#### Excerpted text
- - - -
Invesco sees attractive valuation opportunities in the more ‘unloved’ areas of European Equities
While investor sentiment towards European equities remains sceptical in general, the flight to low risk and higher certainty has led to an increasingly extreme divergence in ratings between those areas of the market and European equities as a whole. This is creating opportunities in the more unloved parts of the market, Joel Copp-Barton, European Product Director at Invesco Perpetual, argues in its Monthly Summary issued in July 2012…
Compared to German bunds yields, dividend yields on EU equities are currently more attractive than at any time in the last 90 years. If invested at all, fund managers have, in general, favoured areas of the European equity markets which have a high degree of certainty.” This has included defensive sectors such as consumer stocks. Given their relatively high valuations and the loss of earnings momentum in some areas seen recently, Copp-Barton sees little likelihood of a further re-rating of the consumer areas from current levels.
Instead, Invesco Perpetual’s Henley European Equity team continues to find opportunities in shunned parts of the market based on its bottom-up, stock-specific valuation philosophy. These include such areas as financials, pharmaceuticals and specific industrial sectors, many of which are trading well below their 10-year averages2. In certain cases, this includes companies in Spain and Italy, where we think the discount being applied by the market for being domiciled in those regions is excessive. This market view ignores some well-run companies, with good managements, which have significant exposure outside of Europe.
Share prices can remain at a discount to their fair value for an extended period of time, with the slowing of the global economy an unhelpful backdrop that could put some pressure on short-term earnings expectations across all regions. However, the significant de-rating of certain areas of the European market and the market as a whole over the last three years provides some mitigation of downside risk. The prospects for these companies are more tied into reducing the tail risks associated with the Euro and its long-term viability as opposed to any improvement in the macro environment.
On this front, Invesco Perpetual’s European equity experts draw hope from the results of the recent EU crisis summit as policymakers have outlined a blueprint to deal with some of the pressures affecting the European banking system. Given the long drawn out nature of the sovereign debt saga people are bound to be sceptical, but we take some comfort from the fact that keeping the euro together suits more people than not. Indeed, fleshing out the details could help to re-gain some much needed confidence and finally start to see the risk premium reduce from very high levels. This could see some of the extreme valuations within European equities finally reduce, as well as narrow the gap with other asset classes.
- - - -
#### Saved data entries

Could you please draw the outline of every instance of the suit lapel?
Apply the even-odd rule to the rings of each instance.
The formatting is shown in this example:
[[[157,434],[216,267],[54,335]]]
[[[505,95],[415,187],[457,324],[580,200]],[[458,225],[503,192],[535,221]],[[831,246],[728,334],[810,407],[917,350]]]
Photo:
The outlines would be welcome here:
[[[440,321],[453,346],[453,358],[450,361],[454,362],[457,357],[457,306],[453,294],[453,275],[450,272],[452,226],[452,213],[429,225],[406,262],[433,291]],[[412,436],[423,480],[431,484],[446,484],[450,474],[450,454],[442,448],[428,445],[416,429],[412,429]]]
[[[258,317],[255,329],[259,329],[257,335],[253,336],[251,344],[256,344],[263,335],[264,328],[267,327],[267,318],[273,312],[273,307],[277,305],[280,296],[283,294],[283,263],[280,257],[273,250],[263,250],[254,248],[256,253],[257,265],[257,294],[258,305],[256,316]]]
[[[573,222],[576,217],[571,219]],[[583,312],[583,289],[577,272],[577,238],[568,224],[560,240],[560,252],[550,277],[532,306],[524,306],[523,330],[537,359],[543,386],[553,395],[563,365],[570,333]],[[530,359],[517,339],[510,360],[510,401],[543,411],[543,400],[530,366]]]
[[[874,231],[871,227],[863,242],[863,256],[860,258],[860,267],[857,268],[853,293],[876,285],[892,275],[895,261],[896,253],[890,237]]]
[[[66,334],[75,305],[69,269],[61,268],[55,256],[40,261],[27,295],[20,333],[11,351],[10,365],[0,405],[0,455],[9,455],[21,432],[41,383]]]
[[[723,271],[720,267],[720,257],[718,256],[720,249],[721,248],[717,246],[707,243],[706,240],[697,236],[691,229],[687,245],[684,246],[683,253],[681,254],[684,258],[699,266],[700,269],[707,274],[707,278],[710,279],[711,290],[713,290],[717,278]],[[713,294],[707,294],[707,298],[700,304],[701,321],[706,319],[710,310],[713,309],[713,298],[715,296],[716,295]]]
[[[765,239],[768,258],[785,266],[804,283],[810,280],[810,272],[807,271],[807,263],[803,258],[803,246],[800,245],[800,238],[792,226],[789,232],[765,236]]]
- - - -
#### What to work on
1) What job title does the European equities article give Joel Copp-Barton at Invesco Perpetual?
2) Repeat everything in the European equities article from "Share prices can" down to "the macro environment.", word for word.
This listing has no connection to the European equities article.

#### Written answers
1) European Product Director

2)
Share prices can remain at a discount to their fair value for an extended period of time, with the slowing of the global economy an unhelpful backdrop that could put some pressure on short-term earnings expectations across all regions. However, the significant de-rating of certain areas of the European market and the market as a whole over the last three years provides some mitigation of downside risk. The prospects for these companies are more tied into reducing the tail risks associated with the Euro and its long-term viability as opposed to any improvement in the macro environment.